**What the task asks:**
Put every line of the material below into a numbered list. Skip blank lines and leave the pictures out.

==========

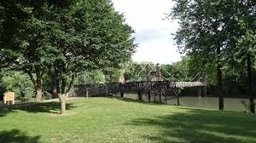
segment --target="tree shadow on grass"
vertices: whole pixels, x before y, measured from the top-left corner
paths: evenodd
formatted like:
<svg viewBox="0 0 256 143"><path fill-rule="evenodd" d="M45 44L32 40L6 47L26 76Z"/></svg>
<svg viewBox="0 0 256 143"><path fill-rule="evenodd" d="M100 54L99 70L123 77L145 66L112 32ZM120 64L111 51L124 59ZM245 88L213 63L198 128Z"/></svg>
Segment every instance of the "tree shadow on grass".
<svg viewBox="0 0 256 143"><path fill-rule="evenodd" d="M40 136L27 136L18 129L0 132L0 142L3 143L38 143Z"/></svg>
<svg viewBox="0 0 256 143"><path fill-rule="evenodd" d="M129 125L157 128L160 131L155 134L142 135L143 138L154 142L256 142L255 115L236 112L184 109L189 112L155 118L138 118Z"/></svg>
<svg viewBox="0 0 256 143"><path fill-rule="evenodd" d="M73 103L67 103L66 109L72 110L75 108ZM0 110L0 117L3 117L8 113L17 112L18 111L25 111L27 112L49 112L49 113L60 113L61 104L57 101L47 102L47 103L38 103L34 105L24 105L17 106L13 107L7 107Z"/></svg>

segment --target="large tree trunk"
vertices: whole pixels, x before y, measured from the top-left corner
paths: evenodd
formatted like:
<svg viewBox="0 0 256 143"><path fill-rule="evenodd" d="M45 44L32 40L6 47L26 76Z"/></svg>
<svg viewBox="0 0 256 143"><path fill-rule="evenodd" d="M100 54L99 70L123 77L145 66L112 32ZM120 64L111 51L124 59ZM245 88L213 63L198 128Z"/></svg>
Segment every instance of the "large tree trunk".
<svg viewBox="0 0 256 143"><path fill-rule="evenodd" d="M39 101L42 99L42 72L37 68L36 78L34 78L32 73L29 70L26 70L26 73L29 75L30 79L32 80L34 89L36 90L36 100Z"/></svg>
<svg viewBox="0 0 256 143"><path fill-rule="evenodd" d="M223 95L223 83L222 83L222 70L220 63L220 47L217 49L218 54L218 66L217 66L217 78L218 78L218 109L224 110L224 95Z"/></svg>
<svg viewBox="0 0 256 143"><path fill-rule="evenodd" d="M255 106L252 93L252 60L250 54L247 54L247 94L250 98L250 112L254 113Z"/></svg>
<svg viewBox="0 0 256 143"><path fill-rule="evenodd" d="M61 102L61 114L66 113L66 94L59 94L59 100Z"/></svg>

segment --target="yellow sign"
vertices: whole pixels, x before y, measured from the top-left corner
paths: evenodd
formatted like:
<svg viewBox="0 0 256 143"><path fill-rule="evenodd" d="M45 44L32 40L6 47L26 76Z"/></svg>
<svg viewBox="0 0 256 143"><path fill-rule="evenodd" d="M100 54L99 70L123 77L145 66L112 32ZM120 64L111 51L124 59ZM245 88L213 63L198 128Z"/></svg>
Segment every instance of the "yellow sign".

==========

**Output of the task:**
1. segment --target="tree shadow on grass"
2. vertices: whole pixels, x before y, measured from the top-left corner
3. paths: evenodd
4. formatted like:
5. <svg viewBox="0 0 256 143"><path fill-rule="evenodd" d="M45 44L32 40L6 47L26 76Z"/></svg>
6. <svg viewBox="0 0 256 143"><path fill-rule="evenodd" d="M100 54L99 70L123 77L145 66L112 32ZM120 64L111 51L124 59ZM245 88L213 63L198 128Z"/></svg>
7. Segment every instance of the "tree shadow on grass".
8. <svg viewBox="0 0 256 143"><path fill-rule="evenodd" d="M40 136L27 136L18 129L0 132L0 142L3 143L38 143Z"/></svg>
9. <svg viewBox="0 0 256 143"><path fill-rule="evenodd" d="M129 125L157 128L160 131L155 134L142 135L143 138L154 142L256 142L255 115L236 112L184 109L189 112L155 118L138 118Z"/></svg>
10. <svg viewBox="0 0 256 143"><path fill-rule="evenodd" d="M73 103L67 103L66 109L72 110L75 108ZM0 110L0 117L3 117L8 113L17 112L18 111L25 111L27 112L49 112L49 113L60 113L61 104L57 101L47 102L47 103L38 103L34 105L24 105L17 106L13 107L7 107Z"/></svg>
11. segment --target="large tree trunk"
12. vertices: whole pixels, x before y, measured from the top-left corner
13. paths: evenodd
14. formatted like:
15. <svg viewBox="0 0 256 143"><path fill-rule="evenodd" d="M45 44L32 40L6 47L26 76Z"/></svg>
16. <svg viewBox="0 0 256 143"><path fill-rule="evenodd" d="M100 54L99 70L123 77L145 66L112 32ZM120 64L111 51L124 59ZM245 88L213 63L198 128Z"/></svg>
17. Segment every instance of the "large tree trunk".
18. <svg viewBox="0 0 256 143"><path fill-rule="evenodd" d="M39 101L42 99L42 72L37 68L36 78L34 78L32 73L29 70L26 70L26 73L29 75L30 79L32 80L34 89L36 90L36 100Z"/></svg>
19. <svg viewBox="0 0 256 143"><path fill-rule="evenodd" d="M223 95L223 83L222 83L222 70L220 63L220 47L217 49L218 54L218 66L217 66L217 78L218 78L218 109L224 110L224 95Z"/></svg>
20. <svg viewBox="0 0 256 143"><path fill-rule="evenodd" d="M255 106L252 93L252 60L250 54L247 54L247 94L250 98L250 112L254 113Z"/></svg>
21. <svg viewBox="0 0 256 143"><path fill-rule="evenodd" d="M61 102L61 114L66 113L66 94L59 94L59 100Z"/></svg>
22. segment --target="yellow sign"
23. vertices: whole pixels, x before y, measured from the top-left corner
24. paths: evenodd
25. formatted like:
26. <svg viewBox="0 0 256 143"><path fill-rule="evenodd" d="M45 44L32 40L6 47L26 76Z"/></svg>
27. <svg viewBox="0 0 256 143"><path fill-rule="evenodd" d="M100 54L99 70L123 77L145 66L112 32ZM120 64L111 51L124 59ZM245 88L213 63L198 128Z"/></svg>
28. Segment every instance of the "yellow sign".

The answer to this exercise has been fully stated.